## Page excerpt:

#####

The material of which secondary disclosure was sought by the defence, which remained outstanding when the order of 8 July was made was ... never within the possession of the prosecution at any material time. Nor was it material which the prosecution could insist was given to it by a third party. If that be right, then this material was not material which the prosecution could ever have been required to disclose by way of secondary disclosure.
Further, some of the orders supposedly for disclosure made by the lay magistrates appear to have been for disclosure not of documents but of information. Again, such information can never properly be the subject of an order for secondary disclosure under sections 7 and 8 [of the Criminal Procedure and Investigations Act 1996].
The prosecution should have drawn the provisions of sections 7 and 8 to the attention of the court well before 23 February 2004. ...”
Nonetheless, the High Court found that the district judge had been correct not to stay the proceedings since none of the issues raised in the amended defence statement turned on the reliability of the memory of any witness. The applicant’s appeal was therefore dismissed.
COMPLAINTS
The applicant complained under Article 6 § 1 of the Convention about the unreasonable length of the proceedings and under Article 6 § 3(d) about the prosecution’s failure to disclose all relevant material.
THE LAW
On 7 May 2009 the Court received the following declaration from the Government:
“I, John Grainger, Agent of the Government of the United Kingdom, declare that the Government of the United Kingdom offer to pay ex gratia the sum of 1,500 euros, and £450 plus VAT for costs, to Mr Gerard Murphy with a view to securing a friendly settlement of the above-mentioned case pending before the European Court of Human Rights.

#####

[Region descriptions in natural language]
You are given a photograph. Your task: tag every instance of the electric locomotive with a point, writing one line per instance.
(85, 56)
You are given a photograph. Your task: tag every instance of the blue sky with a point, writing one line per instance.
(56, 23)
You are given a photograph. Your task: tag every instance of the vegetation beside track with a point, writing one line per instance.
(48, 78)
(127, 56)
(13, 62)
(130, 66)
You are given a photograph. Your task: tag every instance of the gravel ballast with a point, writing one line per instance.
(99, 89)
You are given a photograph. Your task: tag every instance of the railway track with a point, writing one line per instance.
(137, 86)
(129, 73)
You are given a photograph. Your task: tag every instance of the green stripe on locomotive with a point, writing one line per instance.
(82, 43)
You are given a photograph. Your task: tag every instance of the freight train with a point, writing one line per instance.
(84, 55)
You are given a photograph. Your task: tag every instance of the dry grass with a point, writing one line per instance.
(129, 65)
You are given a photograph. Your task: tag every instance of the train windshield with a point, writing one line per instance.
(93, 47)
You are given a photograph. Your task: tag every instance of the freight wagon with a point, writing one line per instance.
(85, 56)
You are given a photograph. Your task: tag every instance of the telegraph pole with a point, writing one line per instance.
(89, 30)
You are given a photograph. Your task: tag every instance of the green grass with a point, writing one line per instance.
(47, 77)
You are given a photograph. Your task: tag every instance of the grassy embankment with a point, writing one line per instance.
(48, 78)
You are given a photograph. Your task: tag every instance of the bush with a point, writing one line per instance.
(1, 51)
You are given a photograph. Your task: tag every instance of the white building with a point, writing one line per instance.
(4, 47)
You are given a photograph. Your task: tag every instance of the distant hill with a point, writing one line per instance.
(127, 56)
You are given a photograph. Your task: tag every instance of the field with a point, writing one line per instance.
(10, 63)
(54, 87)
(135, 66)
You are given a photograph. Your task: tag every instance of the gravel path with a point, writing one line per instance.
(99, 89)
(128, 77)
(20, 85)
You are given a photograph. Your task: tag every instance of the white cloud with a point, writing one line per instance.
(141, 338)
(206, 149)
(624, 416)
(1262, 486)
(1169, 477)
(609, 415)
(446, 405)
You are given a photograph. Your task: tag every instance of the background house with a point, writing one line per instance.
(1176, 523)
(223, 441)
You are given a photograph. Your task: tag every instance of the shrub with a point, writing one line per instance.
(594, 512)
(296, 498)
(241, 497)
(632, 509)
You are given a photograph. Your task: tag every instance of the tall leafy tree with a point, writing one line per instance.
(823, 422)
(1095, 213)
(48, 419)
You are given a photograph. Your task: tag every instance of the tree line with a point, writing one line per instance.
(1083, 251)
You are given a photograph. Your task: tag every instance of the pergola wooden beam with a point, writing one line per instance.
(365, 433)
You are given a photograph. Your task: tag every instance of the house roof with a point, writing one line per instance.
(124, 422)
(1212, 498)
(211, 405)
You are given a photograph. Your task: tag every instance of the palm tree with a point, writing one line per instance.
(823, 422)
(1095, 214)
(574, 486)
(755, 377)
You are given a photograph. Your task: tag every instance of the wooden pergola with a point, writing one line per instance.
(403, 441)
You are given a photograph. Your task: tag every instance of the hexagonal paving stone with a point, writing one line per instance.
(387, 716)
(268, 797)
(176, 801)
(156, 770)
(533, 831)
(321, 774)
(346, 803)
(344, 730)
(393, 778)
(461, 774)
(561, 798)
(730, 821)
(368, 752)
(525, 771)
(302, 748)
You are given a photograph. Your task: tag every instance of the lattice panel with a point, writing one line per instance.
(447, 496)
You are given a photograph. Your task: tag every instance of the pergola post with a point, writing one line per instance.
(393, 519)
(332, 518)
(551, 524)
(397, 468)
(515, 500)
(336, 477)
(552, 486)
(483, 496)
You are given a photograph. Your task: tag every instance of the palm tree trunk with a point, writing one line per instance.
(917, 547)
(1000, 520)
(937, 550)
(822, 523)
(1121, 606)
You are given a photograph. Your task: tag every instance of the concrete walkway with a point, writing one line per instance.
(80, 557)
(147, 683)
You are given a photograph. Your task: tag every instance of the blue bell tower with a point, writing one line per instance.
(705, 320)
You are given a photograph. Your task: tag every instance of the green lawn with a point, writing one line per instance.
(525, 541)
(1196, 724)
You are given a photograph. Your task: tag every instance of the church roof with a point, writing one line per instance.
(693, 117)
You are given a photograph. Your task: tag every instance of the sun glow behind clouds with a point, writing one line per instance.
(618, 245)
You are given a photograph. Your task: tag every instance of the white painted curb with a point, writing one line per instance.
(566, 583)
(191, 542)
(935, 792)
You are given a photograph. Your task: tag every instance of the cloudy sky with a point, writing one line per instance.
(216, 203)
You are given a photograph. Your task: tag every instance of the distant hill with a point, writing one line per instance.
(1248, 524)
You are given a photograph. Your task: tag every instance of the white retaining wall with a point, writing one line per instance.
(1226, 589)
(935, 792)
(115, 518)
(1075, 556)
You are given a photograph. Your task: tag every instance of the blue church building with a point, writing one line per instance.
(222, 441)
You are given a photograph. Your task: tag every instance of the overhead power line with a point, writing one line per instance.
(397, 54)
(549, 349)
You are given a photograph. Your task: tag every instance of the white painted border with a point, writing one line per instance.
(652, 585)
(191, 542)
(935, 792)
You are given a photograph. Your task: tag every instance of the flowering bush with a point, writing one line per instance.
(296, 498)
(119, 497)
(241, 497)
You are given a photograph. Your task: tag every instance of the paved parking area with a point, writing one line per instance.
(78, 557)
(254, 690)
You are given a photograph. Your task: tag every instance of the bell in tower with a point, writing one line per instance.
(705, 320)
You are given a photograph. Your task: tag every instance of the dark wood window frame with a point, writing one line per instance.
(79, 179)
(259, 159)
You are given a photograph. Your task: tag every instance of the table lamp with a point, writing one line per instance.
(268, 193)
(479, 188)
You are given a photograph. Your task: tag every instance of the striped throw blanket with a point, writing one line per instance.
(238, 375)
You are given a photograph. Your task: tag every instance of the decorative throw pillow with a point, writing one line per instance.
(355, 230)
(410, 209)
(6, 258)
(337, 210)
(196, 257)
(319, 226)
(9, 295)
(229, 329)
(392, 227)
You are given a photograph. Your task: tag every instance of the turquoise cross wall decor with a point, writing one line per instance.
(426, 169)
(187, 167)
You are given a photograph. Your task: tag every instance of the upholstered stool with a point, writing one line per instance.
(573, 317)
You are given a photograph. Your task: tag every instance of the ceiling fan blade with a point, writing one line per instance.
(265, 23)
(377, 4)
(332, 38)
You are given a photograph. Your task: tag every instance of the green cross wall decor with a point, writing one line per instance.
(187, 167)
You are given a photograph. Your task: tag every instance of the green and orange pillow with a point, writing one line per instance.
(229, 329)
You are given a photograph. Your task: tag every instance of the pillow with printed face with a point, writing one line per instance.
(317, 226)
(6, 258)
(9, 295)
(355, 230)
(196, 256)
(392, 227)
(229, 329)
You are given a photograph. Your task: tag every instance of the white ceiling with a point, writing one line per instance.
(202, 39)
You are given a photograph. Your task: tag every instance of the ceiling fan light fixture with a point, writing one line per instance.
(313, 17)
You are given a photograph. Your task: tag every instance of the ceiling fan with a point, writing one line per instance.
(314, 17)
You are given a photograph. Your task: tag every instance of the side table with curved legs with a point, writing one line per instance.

#####

## Exercise:
Print the passage of the judgment excerpt from "The prosecution should" up to and including "was therefore dismissed.". The rows have no connection to the judgment excerpt.

## Result of the task:
The prosecution should have drawn the provisions of sections 7 and 8 to the attention of the court well before 23 February 2004. ...”
Nonetheless, the High Court found that the district judge had been correct not to stay the proceedings since none of the issues raised in the amended defence statement turned on the reliability of the memory of any witness. The applicant’s appeal was therefore dismissed.